Excerpted data Block Start
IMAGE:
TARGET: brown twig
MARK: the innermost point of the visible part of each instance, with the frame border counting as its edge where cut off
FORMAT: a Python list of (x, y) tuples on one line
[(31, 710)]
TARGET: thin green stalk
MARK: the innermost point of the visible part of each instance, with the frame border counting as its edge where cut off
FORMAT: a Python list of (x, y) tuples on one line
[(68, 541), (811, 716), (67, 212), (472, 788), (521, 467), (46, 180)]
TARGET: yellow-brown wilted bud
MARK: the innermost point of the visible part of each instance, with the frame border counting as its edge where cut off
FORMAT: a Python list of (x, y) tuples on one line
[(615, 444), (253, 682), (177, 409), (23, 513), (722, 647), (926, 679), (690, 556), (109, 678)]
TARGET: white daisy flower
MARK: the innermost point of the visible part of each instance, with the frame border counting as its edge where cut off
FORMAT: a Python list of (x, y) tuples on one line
Excerpted data Block End
Excerpted data Block Start
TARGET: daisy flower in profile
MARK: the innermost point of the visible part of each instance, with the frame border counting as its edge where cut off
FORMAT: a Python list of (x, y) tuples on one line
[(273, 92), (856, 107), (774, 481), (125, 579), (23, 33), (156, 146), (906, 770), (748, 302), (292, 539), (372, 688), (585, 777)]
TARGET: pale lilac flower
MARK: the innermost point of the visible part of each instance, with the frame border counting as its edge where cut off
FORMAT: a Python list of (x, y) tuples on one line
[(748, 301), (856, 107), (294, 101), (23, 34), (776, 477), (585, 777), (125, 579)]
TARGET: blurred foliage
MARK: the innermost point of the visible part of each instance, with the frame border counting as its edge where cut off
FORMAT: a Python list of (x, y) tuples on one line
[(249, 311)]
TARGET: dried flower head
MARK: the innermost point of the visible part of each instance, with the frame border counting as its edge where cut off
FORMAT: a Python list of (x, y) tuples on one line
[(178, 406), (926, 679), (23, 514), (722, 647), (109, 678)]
Excerpted data Block End
> **What this task involves**:
Go over the records above and tally the lines with the word "flower" in them. Give the number alone.

> **Exercise result**:
4